Freiheit

Freiheit

 

Freiheit

In einem alten Song von Janis Joplin (Me and Bobby McGee) gibt es eine schöne Textzeile:

Freedom’s just another word for nothing‘ left to lose

Freiheit habe ich, wenn es nichts mehr zu verlieren gibt. Das klingt erst einmal ganz simpel und ist doch so ziemlich das Schwierigste, was es an Aufgaben im Leben zu erledigen gibt: die innere Freiheit zu finden und zu leben.

Warum ist das ausgerechnet in einer Zeit, die doch schon viele Freiheiten bietet, trotzdem so schwierig? Heißt „nichts mehr zu verlieren haben“ dass mir alles vollkommen gleichgültig ist? Ja und nein. Gleichgültig im Wortsinn heißt, dass alles gleichermaßen gilt, dem gleichen Wert und damit also die gleiche Gültigkeit hat. Nein, wenn Gleichgültigkeit aus einer „dann eben nicht“ Trotzreaktion entsteht. Nur weil ich es nicht haben kann, ist es deswegen nicht weniger wert.

Wo liegt also die Freiheit? Tatsächlich dort, wo meine Bewertung keine Unterschiede mehr macht. Das bedeutet, dass ich meine Wünsche und Vorstellungen nicht mehr als Maßstab anlege. Das klingt zunächst unlogisch. Schließlich bekommen die Dinge doch ihren Wert dadurch, dass ich sie für wertvoll erachte, oder? Ja, stimmt. Und genau da bin ich dann unfrei.

Besitz bindet. Das gilt im materiellen Sinn wie auch emotional. Wenn die fünf Tonnen schwere Bronzestatue von Tante Ilse mein kostbarster Besitz ist, wird jede Wohnungssuche zum Problem und der Umzug erstrecht. Wenn mein Partner alles für mich ist, birgt das gewisse Tücken. Ich habe bzw. nehme mir nicht mehr die Freiheit ich zu sein und mache jede Menge Zugeständnisse, um ihn nur nicht zu verlieren. Dafür verliere ich mich. Ist es das wert?

Hier wäre Gleichgültigkeit im Sinne von Gleichwertigkeit eine Option. Wenn mein Wert nicht mehr an ihn gebunden ist, sondern wir gleichwertig sind, steigt nicht nur der Gesamtwert der Verbindung. Es wächst auch die Freiheit, die jeder von beiden genießt. Das hat natürlich einen Preis: Ich muss bereit sein, für mich selbst und meine Gefühle die Verantwortung zu übernehmen.
——
[Arbeitsaufträge]
A – Gib bitte die Stelle aus dem Text über Freiheit von „Freiheit habe ich, wenn“ bis „und zu leben.“ wortgetreu wieder.
B – Warum macht man laut dem Text über Freiheit jede Menge Zugeständnisse, wenn der Partner alles für einen ist? Antworte in ein bis drei Sätzen.
Die Auflistung steht in keinem Zusammenhang mit dem Text über Freiheit.

[Extrahierte Daten]
——
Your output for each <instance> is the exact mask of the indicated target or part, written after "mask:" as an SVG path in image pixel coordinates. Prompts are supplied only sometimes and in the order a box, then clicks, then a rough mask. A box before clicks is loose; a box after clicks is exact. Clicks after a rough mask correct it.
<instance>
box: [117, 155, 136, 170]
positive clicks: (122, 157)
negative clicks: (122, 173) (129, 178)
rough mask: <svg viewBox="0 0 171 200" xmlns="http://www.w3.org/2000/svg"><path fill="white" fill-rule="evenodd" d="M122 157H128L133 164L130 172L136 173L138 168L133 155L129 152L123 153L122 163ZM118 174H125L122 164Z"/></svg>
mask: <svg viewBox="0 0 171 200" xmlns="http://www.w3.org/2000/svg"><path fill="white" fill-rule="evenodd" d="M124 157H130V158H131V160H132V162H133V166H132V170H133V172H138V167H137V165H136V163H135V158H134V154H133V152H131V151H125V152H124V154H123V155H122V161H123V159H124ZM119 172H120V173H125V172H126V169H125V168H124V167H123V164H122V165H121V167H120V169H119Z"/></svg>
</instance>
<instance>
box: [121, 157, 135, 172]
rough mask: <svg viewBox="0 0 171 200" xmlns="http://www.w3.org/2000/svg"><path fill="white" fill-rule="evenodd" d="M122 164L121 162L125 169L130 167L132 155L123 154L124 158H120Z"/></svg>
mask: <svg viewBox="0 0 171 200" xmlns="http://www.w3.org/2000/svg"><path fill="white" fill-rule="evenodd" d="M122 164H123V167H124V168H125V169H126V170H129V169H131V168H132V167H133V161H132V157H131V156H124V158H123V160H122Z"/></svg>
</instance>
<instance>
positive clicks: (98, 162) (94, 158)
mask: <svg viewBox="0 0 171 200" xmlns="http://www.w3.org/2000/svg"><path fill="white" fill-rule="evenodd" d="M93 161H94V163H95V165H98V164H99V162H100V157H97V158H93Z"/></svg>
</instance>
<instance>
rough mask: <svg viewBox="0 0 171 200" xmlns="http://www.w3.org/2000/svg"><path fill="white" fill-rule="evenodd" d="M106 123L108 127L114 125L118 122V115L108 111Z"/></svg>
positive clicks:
——
[Gelöste Aufgaben]
A –
Freiheit habe ich, wenn es nichts mehr zu verlieren gibt. Das klingt erst einmal ganz simpel und ist doch so ziemlich das Schwierigste, was es an Aufgaben im Leben zu erledigen gibt: die innere Freiheit zu finden und zu leben.

B – Man macht die Zugeständnisse, um den Partner nur nicht zu verlieren. Dabei nimmt man sich nicht mehr die Freiheit, man selbst zu sein, und verliert sich so selbst.